◆ **Work order**
Transcribe each record exactly. Omit the pictures.

◆ **Records supplied**
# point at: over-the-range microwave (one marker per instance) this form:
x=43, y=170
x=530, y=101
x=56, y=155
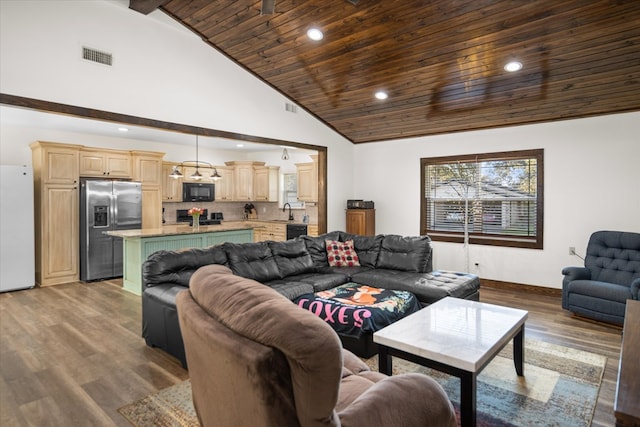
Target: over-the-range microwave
x=198, y=192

◆ **Output**
# point at: over-the-range microwave (one marker per instance) this form:
x=43, y=170
x=530, y=101
x=56, y=155
Target: over-the-range microwave
x=198, y=192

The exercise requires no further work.